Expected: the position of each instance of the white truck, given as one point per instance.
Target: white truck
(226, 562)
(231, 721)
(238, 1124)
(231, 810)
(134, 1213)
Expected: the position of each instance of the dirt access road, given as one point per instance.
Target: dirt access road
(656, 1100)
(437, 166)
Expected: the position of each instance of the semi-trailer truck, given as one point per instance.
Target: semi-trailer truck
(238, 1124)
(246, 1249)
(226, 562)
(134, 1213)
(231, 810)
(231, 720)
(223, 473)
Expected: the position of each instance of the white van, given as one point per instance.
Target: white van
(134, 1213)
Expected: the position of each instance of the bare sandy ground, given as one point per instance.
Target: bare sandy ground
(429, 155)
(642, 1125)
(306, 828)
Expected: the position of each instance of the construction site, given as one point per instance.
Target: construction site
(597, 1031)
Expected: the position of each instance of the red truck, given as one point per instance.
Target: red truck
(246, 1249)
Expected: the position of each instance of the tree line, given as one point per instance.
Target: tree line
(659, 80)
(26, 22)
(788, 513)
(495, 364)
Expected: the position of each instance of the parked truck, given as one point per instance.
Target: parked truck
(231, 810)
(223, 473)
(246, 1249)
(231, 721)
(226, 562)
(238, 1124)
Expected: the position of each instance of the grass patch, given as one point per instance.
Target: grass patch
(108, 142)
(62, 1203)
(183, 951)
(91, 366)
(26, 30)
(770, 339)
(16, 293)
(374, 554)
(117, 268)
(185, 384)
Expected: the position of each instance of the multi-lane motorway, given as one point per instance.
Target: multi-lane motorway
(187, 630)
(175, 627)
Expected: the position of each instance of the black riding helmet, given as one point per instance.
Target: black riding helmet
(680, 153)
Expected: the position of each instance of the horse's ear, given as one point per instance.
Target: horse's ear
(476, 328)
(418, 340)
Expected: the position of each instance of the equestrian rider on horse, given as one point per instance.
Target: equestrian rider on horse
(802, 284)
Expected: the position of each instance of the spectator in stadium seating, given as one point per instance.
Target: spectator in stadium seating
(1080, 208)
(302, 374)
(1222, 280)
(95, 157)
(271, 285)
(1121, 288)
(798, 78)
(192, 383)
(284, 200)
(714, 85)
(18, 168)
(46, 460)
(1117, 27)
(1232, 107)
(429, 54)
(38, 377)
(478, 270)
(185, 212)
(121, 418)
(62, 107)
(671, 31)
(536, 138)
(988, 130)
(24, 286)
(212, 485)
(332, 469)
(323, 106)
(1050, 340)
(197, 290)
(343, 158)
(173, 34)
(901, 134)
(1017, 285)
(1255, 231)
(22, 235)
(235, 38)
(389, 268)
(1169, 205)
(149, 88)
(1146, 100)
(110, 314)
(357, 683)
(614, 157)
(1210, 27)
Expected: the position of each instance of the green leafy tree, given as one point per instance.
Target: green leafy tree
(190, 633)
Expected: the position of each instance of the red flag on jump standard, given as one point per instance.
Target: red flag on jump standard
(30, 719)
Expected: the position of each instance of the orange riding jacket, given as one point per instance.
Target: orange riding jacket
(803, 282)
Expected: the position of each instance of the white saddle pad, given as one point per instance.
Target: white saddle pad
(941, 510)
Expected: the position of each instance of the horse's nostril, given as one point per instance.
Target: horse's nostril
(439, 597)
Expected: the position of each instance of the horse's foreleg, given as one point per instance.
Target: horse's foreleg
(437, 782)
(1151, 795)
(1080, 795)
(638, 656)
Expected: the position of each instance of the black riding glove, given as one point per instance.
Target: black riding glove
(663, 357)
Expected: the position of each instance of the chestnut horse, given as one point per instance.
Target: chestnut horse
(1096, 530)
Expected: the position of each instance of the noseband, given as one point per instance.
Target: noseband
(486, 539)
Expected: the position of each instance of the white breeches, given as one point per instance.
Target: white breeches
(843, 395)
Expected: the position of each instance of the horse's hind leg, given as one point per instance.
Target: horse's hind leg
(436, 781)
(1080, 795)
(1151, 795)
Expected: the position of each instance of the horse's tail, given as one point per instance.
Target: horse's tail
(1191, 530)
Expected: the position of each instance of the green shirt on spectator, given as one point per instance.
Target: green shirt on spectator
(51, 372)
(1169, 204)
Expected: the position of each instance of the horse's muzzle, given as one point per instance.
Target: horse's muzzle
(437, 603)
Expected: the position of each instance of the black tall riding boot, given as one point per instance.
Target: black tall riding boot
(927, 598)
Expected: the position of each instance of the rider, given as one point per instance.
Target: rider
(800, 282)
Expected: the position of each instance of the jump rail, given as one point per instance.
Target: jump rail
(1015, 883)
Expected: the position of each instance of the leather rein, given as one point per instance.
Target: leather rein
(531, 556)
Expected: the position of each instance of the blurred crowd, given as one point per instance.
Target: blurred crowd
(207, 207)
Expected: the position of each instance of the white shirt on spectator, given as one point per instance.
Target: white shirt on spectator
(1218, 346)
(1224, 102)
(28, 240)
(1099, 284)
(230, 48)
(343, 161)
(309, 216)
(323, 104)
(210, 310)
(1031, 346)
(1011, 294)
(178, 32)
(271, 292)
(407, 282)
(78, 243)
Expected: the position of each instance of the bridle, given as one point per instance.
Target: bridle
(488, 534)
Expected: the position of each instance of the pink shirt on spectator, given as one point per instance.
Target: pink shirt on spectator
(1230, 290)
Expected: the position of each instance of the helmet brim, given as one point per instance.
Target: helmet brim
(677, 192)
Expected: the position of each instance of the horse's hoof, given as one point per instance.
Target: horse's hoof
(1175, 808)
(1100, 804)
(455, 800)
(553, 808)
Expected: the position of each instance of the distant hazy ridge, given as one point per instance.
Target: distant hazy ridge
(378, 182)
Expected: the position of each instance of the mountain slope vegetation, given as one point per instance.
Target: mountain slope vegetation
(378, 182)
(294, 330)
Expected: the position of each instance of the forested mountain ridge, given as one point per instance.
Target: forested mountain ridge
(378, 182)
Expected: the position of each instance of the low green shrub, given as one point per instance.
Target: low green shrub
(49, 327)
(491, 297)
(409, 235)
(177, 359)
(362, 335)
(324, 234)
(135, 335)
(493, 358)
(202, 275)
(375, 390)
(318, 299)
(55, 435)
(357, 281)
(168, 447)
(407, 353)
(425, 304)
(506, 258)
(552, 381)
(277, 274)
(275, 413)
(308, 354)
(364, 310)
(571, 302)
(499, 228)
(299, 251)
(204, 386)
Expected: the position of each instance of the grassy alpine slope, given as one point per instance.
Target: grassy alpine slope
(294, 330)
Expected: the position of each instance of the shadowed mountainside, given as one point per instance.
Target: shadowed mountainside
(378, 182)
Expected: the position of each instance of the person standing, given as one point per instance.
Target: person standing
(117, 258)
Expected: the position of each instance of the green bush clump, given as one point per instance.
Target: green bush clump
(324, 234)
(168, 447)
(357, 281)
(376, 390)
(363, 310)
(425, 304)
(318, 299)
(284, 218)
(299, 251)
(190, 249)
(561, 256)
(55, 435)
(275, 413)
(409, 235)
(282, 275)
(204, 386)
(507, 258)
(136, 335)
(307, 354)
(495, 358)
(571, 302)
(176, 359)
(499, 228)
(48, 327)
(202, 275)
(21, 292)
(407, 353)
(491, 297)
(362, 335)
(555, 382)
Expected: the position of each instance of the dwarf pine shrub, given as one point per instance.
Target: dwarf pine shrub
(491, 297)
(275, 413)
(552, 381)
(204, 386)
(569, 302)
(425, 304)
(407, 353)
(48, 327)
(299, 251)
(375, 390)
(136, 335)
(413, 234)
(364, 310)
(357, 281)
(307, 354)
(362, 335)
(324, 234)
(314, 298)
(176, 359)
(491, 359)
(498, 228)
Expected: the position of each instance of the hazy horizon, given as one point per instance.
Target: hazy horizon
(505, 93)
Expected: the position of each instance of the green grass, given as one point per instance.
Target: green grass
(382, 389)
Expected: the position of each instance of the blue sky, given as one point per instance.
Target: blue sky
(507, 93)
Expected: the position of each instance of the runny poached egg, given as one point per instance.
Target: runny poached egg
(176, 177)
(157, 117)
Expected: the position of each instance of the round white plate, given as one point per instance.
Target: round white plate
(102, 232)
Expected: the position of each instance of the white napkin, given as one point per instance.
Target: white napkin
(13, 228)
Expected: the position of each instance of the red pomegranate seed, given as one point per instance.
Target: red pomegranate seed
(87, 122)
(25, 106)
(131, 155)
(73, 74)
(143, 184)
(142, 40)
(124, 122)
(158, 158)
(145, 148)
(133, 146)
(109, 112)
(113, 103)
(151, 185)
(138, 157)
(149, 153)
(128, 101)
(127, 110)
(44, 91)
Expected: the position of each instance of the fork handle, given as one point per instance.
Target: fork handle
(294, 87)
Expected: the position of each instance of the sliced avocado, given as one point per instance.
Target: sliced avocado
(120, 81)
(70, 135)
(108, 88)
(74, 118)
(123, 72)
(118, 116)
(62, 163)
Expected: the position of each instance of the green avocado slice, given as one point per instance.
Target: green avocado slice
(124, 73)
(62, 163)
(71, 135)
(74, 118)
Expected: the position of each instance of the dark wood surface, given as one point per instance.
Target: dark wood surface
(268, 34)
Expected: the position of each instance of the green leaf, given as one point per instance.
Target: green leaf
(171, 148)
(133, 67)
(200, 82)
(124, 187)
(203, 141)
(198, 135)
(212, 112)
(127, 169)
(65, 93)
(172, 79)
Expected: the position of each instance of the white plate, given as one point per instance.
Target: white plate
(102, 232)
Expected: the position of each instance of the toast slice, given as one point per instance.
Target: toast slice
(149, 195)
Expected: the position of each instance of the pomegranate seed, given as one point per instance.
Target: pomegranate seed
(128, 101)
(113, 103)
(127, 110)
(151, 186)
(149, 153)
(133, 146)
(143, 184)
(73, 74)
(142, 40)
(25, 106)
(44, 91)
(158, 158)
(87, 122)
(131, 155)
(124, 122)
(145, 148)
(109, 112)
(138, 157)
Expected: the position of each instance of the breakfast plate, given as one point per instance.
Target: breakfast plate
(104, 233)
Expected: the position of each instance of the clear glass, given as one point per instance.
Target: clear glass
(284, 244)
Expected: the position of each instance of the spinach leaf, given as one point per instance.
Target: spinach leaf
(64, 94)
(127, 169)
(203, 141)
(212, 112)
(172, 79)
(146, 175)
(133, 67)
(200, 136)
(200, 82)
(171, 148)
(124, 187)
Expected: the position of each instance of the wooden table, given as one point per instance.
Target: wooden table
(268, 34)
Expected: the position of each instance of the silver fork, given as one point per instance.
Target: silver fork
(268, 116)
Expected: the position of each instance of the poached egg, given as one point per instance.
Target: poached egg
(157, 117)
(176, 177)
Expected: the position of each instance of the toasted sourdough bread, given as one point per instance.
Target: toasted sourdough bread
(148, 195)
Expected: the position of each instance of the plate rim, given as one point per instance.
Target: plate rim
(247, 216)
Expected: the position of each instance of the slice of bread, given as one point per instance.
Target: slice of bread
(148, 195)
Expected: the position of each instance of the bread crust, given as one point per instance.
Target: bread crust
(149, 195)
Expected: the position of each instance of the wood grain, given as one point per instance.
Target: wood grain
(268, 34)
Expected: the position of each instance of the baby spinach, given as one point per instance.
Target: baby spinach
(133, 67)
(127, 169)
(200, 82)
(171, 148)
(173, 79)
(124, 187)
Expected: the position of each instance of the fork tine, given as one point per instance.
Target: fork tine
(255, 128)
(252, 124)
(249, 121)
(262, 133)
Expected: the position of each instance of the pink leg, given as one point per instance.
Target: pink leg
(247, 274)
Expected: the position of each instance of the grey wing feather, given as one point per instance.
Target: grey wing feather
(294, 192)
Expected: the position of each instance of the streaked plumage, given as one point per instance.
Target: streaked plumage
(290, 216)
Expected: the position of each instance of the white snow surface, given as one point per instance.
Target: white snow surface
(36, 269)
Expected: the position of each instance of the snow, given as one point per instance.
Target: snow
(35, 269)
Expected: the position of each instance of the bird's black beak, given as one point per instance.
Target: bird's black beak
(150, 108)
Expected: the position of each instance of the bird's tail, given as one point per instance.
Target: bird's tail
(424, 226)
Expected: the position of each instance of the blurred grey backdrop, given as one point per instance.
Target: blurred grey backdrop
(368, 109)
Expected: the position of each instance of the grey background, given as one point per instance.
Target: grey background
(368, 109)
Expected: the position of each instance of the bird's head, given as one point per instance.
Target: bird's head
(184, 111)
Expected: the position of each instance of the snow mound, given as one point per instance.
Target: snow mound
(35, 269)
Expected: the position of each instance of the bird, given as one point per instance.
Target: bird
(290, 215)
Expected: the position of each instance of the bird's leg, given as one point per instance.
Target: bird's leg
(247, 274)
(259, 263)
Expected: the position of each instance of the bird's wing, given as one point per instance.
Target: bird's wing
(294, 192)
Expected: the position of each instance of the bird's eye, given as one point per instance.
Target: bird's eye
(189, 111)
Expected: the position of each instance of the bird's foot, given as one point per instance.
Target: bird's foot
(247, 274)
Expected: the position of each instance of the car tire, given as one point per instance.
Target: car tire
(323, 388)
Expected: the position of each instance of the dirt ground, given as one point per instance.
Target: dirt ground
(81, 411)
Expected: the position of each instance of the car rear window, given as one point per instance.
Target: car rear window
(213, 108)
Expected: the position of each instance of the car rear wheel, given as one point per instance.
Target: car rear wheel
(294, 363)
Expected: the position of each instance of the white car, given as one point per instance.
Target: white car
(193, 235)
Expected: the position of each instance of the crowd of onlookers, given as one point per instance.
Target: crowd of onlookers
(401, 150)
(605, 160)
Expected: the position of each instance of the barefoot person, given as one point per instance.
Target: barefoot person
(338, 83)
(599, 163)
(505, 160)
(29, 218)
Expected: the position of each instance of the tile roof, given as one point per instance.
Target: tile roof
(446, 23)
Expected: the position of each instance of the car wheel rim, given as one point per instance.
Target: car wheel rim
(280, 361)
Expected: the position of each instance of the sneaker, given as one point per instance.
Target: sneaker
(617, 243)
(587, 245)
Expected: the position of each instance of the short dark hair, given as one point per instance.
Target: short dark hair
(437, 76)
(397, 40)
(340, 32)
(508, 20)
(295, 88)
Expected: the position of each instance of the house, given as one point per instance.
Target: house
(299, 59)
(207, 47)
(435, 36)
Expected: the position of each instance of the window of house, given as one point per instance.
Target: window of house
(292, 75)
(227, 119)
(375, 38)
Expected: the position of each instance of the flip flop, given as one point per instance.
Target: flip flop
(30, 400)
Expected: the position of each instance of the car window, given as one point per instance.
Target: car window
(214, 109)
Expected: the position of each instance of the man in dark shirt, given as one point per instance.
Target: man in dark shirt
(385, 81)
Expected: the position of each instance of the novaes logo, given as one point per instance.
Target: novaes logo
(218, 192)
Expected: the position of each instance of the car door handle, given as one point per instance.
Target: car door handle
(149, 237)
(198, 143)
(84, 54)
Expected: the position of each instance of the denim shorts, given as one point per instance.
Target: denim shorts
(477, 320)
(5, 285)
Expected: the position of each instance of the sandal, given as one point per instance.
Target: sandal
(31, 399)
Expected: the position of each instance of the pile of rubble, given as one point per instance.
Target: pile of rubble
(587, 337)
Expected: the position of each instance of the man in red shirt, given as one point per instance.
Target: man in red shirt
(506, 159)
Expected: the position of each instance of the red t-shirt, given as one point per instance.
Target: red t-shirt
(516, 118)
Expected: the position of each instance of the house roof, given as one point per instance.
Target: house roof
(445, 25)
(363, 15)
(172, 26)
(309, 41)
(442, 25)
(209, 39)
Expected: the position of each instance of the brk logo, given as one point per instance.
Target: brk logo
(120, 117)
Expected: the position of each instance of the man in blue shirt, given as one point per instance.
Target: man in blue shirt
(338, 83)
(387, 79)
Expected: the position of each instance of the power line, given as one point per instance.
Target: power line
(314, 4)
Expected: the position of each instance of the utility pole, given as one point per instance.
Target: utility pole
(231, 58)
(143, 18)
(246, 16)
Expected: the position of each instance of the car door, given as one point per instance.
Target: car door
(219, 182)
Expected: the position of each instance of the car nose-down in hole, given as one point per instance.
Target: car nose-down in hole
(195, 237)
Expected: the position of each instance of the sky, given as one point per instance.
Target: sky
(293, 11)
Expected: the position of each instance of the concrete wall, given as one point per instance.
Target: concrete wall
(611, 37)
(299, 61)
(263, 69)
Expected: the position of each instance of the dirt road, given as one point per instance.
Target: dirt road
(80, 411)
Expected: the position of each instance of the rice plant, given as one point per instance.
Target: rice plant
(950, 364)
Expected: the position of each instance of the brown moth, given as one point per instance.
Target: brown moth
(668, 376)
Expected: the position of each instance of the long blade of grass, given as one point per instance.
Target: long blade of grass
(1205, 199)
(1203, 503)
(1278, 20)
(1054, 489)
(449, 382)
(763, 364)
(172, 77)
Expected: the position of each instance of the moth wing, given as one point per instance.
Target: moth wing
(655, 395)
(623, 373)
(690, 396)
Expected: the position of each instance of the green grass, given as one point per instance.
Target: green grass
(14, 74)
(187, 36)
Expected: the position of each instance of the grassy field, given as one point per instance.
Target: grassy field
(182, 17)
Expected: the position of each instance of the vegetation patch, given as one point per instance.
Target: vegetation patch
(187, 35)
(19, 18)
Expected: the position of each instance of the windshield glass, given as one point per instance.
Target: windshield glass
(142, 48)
=-=-=-=-=
> **EXERCISE DIRECTIONS**
Please give again the lines of the material between the line holding "horse's tail, given as one point per instance." and the line holding "(1169, 204)", inclusive, changing "spectator" to "onlooker" and leaving everything else the same.

> **WRITTEN ANSWER**
Expected: the position of each instance of the horse's tail, given as one point per instance.
Target: horse's tail
(1191, 530)
Expected: the position of each instance of the green shirt on onlooker, given as one point per instance.
Target: green shirt on onlooker
(51, 372)
(1169, 204)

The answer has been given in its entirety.